> Selected excerpt:
GoogleChromeLabs / wpp-research

Apache License 2.0
39 stars 5 forks source link

Query to access third-party render-blocking script #30

Open mukeshpanchal27 opened 1 year ago

mukeshpanchal27 commented 1 year ago

For the query use below references:

mukeshpanchal27 commented 1 year ago

Initial draft for the query.

SELECT
  percentile,
  client,
  host,
  APPROX_QUANTILES(requests, 1000)[
OFFSET
  (percentile * 10)] AS num_requests
FROM (
  SELECT
    client,
    page,
  IF
    (NET.HOST(requests.url) IN (
      SELECT
        domain
      FROM
        `httparchive.almanac.third_parties`
      WHERE
        date = '2022-06-01'
        AND category != 'hosting' ), 'third party', 'first party') AS host,
    COUNT(0) AS requests
  FROM
    `httparchive.almanac.requests` AS requests
  JOIN
    `httparchive.pages.2022_06_01_*` AS pages
  ON
    pages.url = requests.page
  WHERE
    date = '2022-06-01'
    AND type = 'script'
    AND JSON_EXTRACT(pages.payload, '$._detected_apps.WordPress') IS NOT NULL
    AND CAST(JSON_EXTRACT( pages.payload, '$._renderBlockingJS') AS INT64) > 0
  GROUP BY
    client,
    page,
    host),
  UNNEST([10, 25, 50, 75, 90, 100]) AS percentile
GROUP BY
  percentile,
  client,
  host
ORDER BY
  client,
  percentile,
  host

cc. @felixarntz

felixarntz commented 1 year ago

@mukeshpanchal27 It looks like this query is based on https://almanac.httparchive.org/en/2022/javascript#requests? Please provide such sources for reference :)

> Set problem: Can you rework the stretch of the query thread from "felixarntz commented 1" through "for reference :)", with "links" in place of "sources"?

> Data provided:

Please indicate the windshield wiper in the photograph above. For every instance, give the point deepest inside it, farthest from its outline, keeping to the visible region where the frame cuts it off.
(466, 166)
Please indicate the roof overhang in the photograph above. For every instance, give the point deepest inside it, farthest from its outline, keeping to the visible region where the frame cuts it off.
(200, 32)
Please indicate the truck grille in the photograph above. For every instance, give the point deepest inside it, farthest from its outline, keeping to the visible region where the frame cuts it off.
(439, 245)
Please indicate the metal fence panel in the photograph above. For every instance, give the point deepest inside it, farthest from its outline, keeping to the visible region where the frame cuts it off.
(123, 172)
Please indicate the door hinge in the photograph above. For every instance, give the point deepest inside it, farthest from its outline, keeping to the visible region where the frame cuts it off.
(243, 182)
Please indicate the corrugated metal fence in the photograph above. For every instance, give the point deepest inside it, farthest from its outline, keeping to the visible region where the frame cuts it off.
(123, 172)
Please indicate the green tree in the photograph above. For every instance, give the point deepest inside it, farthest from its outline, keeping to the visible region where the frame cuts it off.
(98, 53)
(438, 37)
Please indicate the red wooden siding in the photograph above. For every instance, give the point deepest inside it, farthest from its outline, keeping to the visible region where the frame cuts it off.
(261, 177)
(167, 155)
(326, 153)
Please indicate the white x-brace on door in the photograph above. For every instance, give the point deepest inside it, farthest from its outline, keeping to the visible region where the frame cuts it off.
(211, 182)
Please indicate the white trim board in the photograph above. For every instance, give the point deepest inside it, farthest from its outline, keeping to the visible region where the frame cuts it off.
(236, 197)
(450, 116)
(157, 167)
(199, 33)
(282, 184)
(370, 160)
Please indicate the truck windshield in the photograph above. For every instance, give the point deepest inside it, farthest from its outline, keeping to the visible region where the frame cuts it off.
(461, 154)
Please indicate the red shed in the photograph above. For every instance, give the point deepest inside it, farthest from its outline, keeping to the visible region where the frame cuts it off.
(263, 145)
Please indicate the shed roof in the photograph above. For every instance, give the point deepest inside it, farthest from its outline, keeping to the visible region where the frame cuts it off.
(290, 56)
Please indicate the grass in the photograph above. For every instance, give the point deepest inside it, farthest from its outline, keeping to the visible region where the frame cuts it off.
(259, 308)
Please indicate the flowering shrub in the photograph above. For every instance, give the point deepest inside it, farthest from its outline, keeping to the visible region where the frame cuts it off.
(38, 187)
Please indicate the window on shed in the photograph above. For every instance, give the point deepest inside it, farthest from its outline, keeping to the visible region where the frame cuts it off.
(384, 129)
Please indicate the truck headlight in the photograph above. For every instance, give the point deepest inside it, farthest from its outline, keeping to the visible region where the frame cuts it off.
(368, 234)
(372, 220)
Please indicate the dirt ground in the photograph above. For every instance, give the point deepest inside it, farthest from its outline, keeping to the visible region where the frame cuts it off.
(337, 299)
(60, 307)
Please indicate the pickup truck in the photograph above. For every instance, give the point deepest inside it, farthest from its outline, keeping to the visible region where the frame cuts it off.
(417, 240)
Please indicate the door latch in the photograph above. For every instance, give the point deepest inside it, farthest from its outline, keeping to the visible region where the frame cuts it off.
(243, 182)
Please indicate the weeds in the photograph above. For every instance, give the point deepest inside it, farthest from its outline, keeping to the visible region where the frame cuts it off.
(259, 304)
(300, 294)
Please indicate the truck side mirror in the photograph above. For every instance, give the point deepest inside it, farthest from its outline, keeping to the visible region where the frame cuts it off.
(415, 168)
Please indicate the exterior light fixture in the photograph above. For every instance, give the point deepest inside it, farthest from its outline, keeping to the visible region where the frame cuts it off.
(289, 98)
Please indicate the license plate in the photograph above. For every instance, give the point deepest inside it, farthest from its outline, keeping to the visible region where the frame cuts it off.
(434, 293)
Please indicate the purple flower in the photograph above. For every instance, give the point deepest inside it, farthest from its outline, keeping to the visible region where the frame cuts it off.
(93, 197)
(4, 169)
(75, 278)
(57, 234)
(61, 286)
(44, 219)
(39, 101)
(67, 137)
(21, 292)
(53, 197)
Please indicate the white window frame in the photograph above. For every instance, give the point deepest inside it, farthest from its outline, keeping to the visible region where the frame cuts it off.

> Result:
felixarntz commented 1 year ago

@mukeshpanchal27 It looks like this query is based on https://almanac.httparchive.org/en/2022/javascript#requests? Please provide such links for reference :)